Uma das principais mudanças do BNDES no governo Bolsonaro se deu na carteira de renda variável, que concentra ações de empresas nas quais o banco é sócio. Na carteira há ações de Petrobras, Eletrobras, Copel. Cemig, Embraer, entre outras. Com mandato dado pelo ministro da Economia, Paulo Guedes, o BNDES passou a vender ações. Se desfez de parte dos papéis de Petrobras, vendeu toda a posição em Vale e Suzano, para citar as principais. A política de venda de ações da carteira deve continuar se Bolsonaro for reeleito.
Não está claro o que um eventual governo Lula faria com a carteira da BNDESPar, mas o ex-presidente tem criticado publicamente a venda de algumas empresas no governo Bolsonaro, como a BR Distribuidora.
A discussão sobre o que fazer com a carteira da BNDESPar é importante na estratégia global a ser definida para o BNDES em 2023, seja qual for o governo eleito.
Vai se mudar a Taxa de Longo Prazo, a TLP?
A Taxa de Longo Prazo (TLP), principal indexador dos financiamentos do BNDES, é outro tema relevante para o futuro do banco. A TLP foi instituída em 2018, no governo Temer, para substituir a Taxa de Juros Longo Prazo (TJLP).
Foi uma iniciativa para trazer o custo dos empréstimos do banco para uma realidade de mercado uma vez que a TJLP embutia subsídios e era definida de forma discricionária pelo Conselho Monetário Nacional (CMN).
A TLP é uma taxa baseada na NTN-B de cinco anos e o aumento da inflação na pandemia aumentou o custo dos empréstimos baseados nesse indexador. Reabriu-se assim uma discussão sobre o que fazer com a TLP.

» **Tarefas a resolver**:
(a) Diga se cada afirmação está de acordo com o texto sobre o BNDES, respondendo sim ou não e citando as palavras do texto que decidem: (i) o BNDES vendeu toda a sua posição em Vale e Suzano; (ii) a TLP foi instituída no governo Bolsonaro; (iii) já se sabe o que um eventual governo Lula faria com a carteira da BNDESPar.
(b) Dê sequência ao texto sobre o BNDES a partir da última frase.
As linhas a seguir vêm de outra fonte.

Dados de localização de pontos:

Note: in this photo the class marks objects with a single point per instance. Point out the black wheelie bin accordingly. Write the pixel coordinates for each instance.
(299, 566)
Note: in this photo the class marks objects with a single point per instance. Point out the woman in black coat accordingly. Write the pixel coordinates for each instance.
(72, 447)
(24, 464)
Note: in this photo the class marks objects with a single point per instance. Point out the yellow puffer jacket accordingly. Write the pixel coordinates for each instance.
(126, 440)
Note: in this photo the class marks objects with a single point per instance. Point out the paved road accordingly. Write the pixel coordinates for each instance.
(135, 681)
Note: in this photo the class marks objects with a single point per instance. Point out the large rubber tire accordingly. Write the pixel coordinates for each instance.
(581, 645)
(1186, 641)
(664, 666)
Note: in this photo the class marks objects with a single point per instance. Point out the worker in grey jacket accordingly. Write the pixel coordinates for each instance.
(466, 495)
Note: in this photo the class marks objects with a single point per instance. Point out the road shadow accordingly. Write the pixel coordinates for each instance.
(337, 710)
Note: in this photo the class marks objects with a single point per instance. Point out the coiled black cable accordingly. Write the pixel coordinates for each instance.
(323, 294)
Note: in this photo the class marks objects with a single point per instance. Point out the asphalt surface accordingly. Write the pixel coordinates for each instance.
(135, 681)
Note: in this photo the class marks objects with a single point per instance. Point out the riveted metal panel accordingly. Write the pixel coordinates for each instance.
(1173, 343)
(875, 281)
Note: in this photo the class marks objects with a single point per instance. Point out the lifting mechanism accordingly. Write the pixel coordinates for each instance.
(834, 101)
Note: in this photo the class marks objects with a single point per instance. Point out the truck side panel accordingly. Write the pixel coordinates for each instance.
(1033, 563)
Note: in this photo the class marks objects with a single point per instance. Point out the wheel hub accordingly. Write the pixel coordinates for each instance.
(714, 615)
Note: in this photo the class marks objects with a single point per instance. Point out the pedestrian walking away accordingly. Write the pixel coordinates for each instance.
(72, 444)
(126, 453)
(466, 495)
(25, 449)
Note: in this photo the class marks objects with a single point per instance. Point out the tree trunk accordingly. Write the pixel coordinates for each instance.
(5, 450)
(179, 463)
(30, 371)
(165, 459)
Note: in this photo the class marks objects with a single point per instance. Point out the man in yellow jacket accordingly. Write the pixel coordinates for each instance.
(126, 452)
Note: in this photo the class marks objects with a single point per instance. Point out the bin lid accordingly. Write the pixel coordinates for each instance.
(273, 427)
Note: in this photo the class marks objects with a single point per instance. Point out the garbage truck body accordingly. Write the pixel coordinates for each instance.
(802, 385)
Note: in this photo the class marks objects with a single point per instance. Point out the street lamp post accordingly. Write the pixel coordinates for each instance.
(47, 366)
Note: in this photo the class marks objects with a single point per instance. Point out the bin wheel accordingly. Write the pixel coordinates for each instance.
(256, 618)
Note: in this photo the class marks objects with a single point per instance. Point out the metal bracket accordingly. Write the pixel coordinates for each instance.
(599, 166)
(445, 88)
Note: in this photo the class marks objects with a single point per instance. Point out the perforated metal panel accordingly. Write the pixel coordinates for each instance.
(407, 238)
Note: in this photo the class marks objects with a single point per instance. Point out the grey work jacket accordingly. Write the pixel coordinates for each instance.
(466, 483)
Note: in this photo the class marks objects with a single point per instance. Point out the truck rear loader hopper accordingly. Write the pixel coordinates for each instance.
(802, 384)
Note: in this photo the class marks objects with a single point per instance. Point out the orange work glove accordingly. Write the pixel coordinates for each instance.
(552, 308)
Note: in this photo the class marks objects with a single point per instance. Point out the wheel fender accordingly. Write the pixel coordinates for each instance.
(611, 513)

» **Respostas por tarefa**:
(a)
(i) Sim: "vendeu toda a posição em Vale e Suzano".
(ii) Não: "A TLP foi instituída em 2018, no governo Temer".
(iii) Não: "Não está claro o que um eventual governo Lula faria com a carteira da BNDESPar".

(b)
Se Bolsonaro for reeleito, é possível que nada mude na taxa. Mas se Lula ganhar há chances de o tema voltar à discussão. O que está em jogo é se o BNDES pode ser competitivo emprestando a custo de mercado ou se o banco precisa de algum subsídio nos empréstimos que concede ao setor produtivo.
O que acontece com as devoluções ao Tesouro Nacional?
Em um cenário de eleição de Lula, é possível que o banco de fomento arrefeça um pouco o calendário de devolução, acredita Lazzarini, do Insper. O saldo desses empréstimos chegou aos R$ 500 bilhões, dinheiro que lastreou operações de crédito do banco com juros subsidiados nos governos do PT. Essa dívida vem sendo quitada desde 2015, parte dela de forma antecipada, antes do vencimento, e tem sido importante fonte de recursos para o governo federal. Se Bolsonaro ganhar, a tendência é que continue a pressão por devoluções do banco ao Tesouro.
O BNDES pode ficar menos transparente?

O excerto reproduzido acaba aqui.